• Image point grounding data

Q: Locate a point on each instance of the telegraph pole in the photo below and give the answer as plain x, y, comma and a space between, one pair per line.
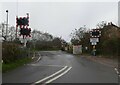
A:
7, 24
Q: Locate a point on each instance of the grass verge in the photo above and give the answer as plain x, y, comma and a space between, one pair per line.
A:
15, 64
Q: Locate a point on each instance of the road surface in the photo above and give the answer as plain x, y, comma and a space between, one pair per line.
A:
61, 67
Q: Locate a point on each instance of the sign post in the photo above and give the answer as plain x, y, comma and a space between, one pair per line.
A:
95, 34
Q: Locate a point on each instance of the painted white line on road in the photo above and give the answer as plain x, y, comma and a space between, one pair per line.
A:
117, 71
46, 65
38, 59
33, 57
58, 75
50, 75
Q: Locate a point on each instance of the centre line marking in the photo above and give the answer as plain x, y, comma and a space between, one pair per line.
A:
58, 75
50, 76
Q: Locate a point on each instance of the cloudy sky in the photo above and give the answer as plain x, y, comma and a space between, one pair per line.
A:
60, 18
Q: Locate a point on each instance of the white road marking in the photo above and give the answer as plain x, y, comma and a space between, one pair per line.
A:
58, 75
117, 70
50, 75
33, 57
38, 58
46, 65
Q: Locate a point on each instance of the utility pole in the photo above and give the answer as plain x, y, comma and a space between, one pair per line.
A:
7, 24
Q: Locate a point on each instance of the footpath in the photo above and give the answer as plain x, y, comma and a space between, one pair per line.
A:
106, 61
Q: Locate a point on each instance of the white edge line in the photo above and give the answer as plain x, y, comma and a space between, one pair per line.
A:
51, 75
116, 70
58, 75
38, 58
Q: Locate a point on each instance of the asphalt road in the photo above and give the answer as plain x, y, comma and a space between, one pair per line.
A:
61, 67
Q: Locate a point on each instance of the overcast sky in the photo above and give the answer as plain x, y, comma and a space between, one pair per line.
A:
60, 18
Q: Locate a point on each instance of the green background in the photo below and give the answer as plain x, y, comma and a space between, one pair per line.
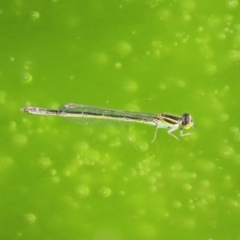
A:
59, 180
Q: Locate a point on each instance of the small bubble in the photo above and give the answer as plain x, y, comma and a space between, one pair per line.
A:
12, 126
234, 55
162, 86
224, 117
177, 204
141, 146
211, 69
105, 192
55, 179
131, 86
101, 58
118, 65
204, 183
225, 87
35, 15
237, 159
26, 78
232, 3
227, 151
2, 97
180, 83
45, 162
83, 191
187, 187
124, 48
20, 139
30, 217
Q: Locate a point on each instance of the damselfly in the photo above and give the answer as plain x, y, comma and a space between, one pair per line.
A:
84, 114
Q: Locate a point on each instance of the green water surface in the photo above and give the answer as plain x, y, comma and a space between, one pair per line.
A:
60, 180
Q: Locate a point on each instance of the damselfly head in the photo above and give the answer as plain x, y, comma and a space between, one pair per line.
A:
187, 121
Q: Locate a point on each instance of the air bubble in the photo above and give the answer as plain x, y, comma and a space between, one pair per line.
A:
83, 191
187, 187
118, 65
105, 192
20, 139
232, 3
26, 78
30, 217
45, 162
131, 86
35, 15
234, 55
124, 48
177, 204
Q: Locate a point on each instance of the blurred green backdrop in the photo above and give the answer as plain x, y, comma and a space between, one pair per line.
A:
60, 180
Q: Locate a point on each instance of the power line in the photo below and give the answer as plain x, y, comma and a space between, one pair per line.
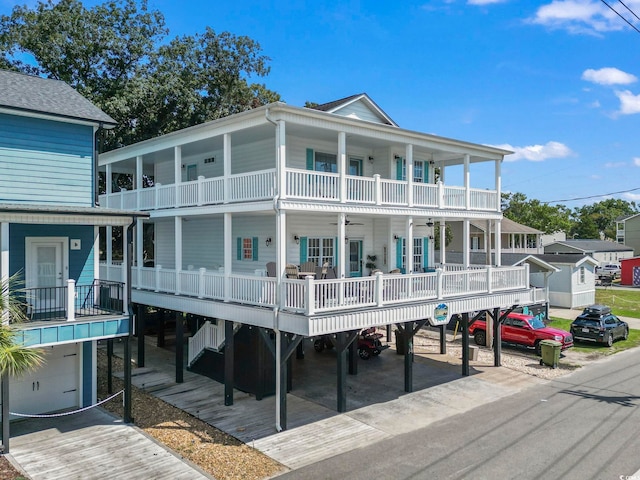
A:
616, 12
591, 196
632, 12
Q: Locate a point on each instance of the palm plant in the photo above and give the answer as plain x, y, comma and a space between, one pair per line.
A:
15, 358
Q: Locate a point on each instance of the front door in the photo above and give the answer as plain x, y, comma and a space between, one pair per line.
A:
355, 258
46, 273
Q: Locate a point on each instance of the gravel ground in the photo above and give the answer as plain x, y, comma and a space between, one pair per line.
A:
215, 452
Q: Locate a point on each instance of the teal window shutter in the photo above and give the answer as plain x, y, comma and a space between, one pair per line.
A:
399, 253
303, 249
309, 158
399, 162
425, 253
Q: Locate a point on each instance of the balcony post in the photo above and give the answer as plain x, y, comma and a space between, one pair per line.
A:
467, 189
379, 285
309, 290
71, 300
439, 279
158, 267
201, 282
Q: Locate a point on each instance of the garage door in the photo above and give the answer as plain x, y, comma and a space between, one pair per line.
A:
54, 386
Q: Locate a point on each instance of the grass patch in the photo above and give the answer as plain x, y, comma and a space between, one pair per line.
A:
592, 347
625, 303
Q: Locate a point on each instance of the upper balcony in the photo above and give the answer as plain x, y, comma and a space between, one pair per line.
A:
303, 185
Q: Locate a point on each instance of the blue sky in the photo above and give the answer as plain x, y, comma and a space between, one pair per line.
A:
555, 81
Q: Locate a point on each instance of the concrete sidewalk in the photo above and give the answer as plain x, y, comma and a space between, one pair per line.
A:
572, 313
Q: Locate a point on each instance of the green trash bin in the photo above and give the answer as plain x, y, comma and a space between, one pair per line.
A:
550, 351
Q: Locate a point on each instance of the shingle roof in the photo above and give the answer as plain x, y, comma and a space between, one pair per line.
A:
588, 246
49, 97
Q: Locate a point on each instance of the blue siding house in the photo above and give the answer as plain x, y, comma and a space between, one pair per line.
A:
49, 225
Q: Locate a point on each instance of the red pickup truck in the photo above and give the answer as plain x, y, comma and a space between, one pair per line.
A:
521, 329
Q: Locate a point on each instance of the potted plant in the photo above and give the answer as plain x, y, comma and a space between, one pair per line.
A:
371, 263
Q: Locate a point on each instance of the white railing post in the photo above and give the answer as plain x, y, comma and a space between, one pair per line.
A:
158, 267
202, 271
71, 300
379, 285
310, 300
378, 189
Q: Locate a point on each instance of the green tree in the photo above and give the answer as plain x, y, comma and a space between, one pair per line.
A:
535, 214
15, 359
117, 55
599, 219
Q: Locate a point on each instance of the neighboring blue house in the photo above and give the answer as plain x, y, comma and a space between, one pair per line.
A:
49, 225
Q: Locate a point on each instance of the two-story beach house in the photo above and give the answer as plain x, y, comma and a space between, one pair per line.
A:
48, 238
266, 221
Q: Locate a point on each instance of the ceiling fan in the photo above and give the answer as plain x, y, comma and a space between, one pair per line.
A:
348, 222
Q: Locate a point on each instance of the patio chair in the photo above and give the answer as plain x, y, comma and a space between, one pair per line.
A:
271, 269
291, 270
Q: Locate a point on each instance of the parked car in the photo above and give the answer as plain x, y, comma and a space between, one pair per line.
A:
597, 324
521, 329
609, 270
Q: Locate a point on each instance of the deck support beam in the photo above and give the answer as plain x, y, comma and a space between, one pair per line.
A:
179, 347
228, 362
343, 341
140, 328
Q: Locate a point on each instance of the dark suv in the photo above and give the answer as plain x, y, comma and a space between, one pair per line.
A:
598, 324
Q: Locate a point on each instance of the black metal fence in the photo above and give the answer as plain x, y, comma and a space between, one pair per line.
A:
101, 297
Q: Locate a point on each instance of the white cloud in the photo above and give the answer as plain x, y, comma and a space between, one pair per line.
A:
484, 2
537, 153
608, 76
579, 16
629, 103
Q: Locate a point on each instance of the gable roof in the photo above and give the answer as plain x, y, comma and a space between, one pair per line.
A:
337, 105
589, 246
44, 96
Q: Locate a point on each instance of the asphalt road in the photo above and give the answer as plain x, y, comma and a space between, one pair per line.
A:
582, 426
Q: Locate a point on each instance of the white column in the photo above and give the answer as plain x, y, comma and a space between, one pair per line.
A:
139, 174
226, 166
498, 242
228, 255
443, 239
467, 184
177, 221
409, 160
465, 243
4, 266
409, 246
342, 165
177, 171
281, 159
498, 174
342, 256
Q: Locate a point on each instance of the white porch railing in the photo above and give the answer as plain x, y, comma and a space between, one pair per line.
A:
304, 185
310, 296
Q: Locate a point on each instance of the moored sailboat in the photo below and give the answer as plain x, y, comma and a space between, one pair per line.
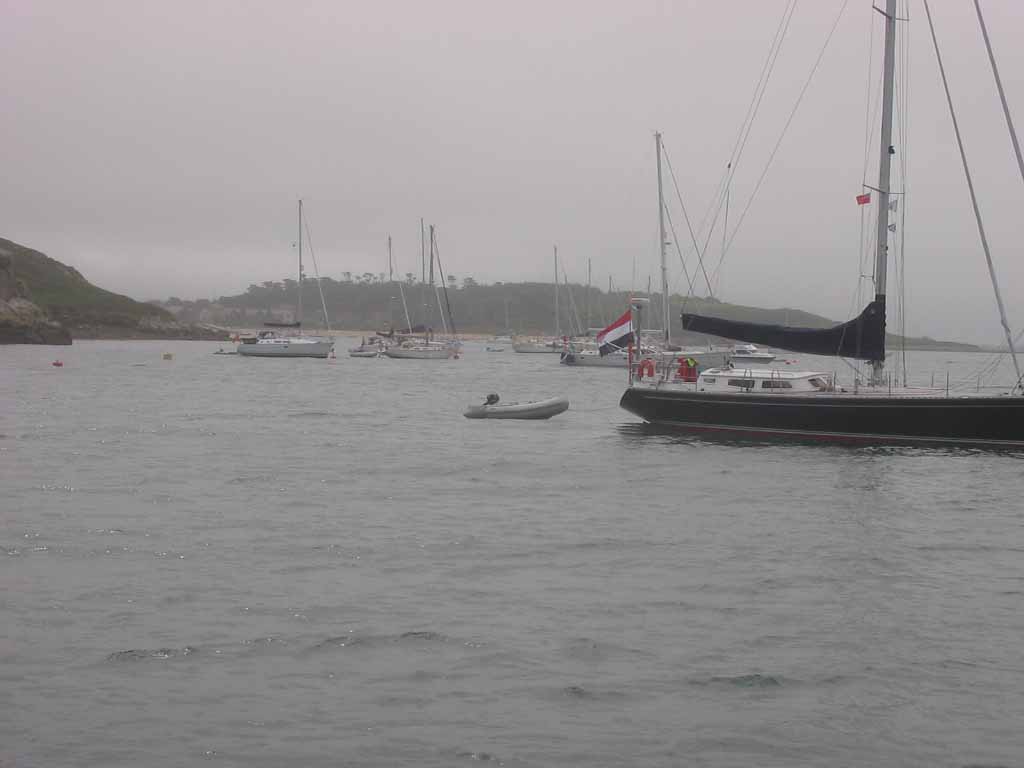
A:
272, 344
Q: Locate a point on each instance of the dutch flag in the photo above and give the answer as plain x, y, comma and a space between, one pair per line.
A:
616, 336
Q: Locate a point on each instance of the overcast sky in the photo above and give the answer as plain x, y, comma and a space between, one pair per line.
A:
161, 147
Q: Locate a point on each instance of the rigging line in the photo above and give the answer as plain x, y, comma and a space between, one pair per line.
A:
320, 285
974, 200
904, 164
785, 128
675, 243
679, 197
752, 110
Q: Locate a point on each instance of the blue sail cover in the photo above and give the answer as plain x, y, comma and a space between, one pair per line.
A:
862, 338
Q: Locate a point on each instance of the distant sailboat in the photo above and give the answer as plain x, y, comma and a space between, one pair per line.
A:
270, 344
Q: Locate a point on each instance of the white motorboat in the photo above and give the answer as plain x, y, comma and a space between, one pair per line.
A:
422, 350
268, 344
492, 409
372, 347
748, 354
538, 346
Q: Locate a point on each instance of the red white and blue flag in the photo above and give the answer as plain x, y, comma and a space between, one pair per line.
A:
616, 336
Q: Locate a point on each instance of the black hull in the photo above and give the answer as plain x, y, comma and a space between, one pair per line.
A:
967, 421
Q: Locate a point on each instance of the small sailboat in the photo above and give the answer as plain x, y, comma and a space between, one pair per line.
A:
272, 344
541, 345
429, 348
748, 354
802, 404
534, 410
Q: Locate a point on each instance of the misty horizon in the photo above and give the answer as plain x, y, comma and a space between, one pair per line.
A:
162, 151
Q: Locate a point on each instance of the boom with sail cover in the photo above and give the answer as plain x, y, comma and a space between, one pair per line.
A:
862, 338
616, 336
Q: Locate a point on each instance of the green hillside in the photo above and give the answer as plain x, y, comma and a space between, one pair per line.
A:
70, 298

• Work to be completed
Check each line of the records above for the string "railing", and report every line that has it.

• Task output
Q: Locate a point on each instance of the white railing post in the photo above and give the answer as plain x, y, comma and a space between, one pair per line.
Q: Locate a point on each instance of the white porch railing in the photo above and give the answer as plain x, y, comma and a space between, one pair per line.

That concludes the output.